TASK GOAL >>
When you write out the records, keep every line exactly as it is.

MATERIAL TO PROCESS >>
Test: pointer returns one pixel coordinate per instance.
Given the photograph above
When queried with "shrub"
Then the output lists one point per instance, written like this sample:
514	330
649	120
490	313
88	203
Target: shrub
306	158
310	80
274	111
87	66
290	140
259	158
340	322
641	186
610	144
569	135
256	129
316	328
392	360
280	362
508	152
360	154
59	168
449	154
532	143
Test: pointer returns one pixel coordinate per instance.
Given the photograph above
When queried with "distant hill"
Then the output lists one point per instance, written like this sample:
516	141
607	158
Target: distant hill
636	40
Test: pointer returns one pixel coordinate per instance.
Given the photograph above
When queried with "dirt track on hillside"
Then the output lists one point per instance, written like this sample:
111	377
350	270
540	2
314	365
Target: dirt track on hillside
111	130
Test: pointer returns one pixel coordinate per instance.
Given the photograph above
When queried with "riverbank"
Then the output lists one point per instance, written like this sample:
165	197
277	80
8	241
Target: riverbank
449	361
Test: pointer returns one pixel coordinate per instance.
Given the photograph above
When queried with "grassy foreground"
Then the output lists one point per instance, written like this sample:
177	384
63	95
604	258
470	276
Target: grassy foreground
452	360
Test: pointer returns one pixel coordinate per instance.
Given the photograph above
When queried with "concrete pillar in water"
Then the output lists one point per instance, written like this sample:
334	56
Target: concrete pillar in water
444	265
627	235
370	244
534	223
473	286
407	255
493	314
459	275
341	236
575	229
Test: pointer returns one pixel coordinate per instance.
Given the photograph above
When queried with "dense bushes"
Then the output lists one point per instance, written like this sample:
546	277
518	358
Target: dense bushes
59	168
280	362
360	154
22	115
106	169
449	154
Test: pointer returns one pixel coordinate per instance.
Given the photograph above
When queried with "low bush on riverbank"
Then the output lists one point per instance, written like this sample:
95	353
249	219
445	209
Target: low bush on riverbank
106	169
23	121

YOUR SOLUTION >>
Test: pointer returns one pixel coordinate per instance.
Given the photograph above
When queried with "shrub"
Then the output lists one point per instance, written like this sample:
514	330
649	120
490	313
88	203
Target: shrub
306	158
310	80
274	111
87	66
290	140
259	158
340	322
641	186
610	144
569	135
256	129
316	328
392	360
280	362
508	152
360	154
59	168
449	154
532	143
Test: pointer returns one pixel coordinate per instance.
Given the photograph above
When queried with "distant hill"
Then the output lists one point per instance, written like this sample:
516	141
607	158
Target: distant hill
636	40
Test: pointer returns one pixel coordinate per instance.
Given the photograph above
When queried with "dirt track on hillside"
Then the output lists one point per instance, written like this sample:
111	377
350	270
540	2
314	365
Target: dirt track on hillside
111	130
Test: pointer returns one pixel coordinate per instance.
Given the photograph above
When queried with "riverbank"
Then the output lists one point per instance, written like this sample:
165	197
277	80
8	241
Target: riverbank
449	361
Test: pointer returns one pixel coordinate per instance.
Given the photograph above
When queried with "grassy foreground"
Then the output lists one point per instance, written like this sample:
177	384
63	95
604	258
470	276
Target: grassy foreground
452	360
Test: pointer returns one pixel coordinate per instance.
Given the photograph above
When queried with "concrete pillar in water"
Then the output lists one point per instance, written like this sample:
334	56
Target: concrete pillar in water
444	265
627	235
370	244
534	223
473	286
407	255
493	314
459	275
341	236
575	229
Test: pointer returns one pixel coordinate per instance.
Given the photograph above
When queried with "dense bushes"
Then the output lists one point per instance, written like this sample:
546	277
518	358
Target: dense bushes
59	168
280	362
360	154
22	115
106	169
449	154
Test: pointer returns one pixel coordinate per instance.
Given the photograph above
When queried with "low bush on riverbank"
Then the output lists one point per instance, written like this sample:
95	353
249	219
445	209
Target: low bush on riverbank
106	169
23	121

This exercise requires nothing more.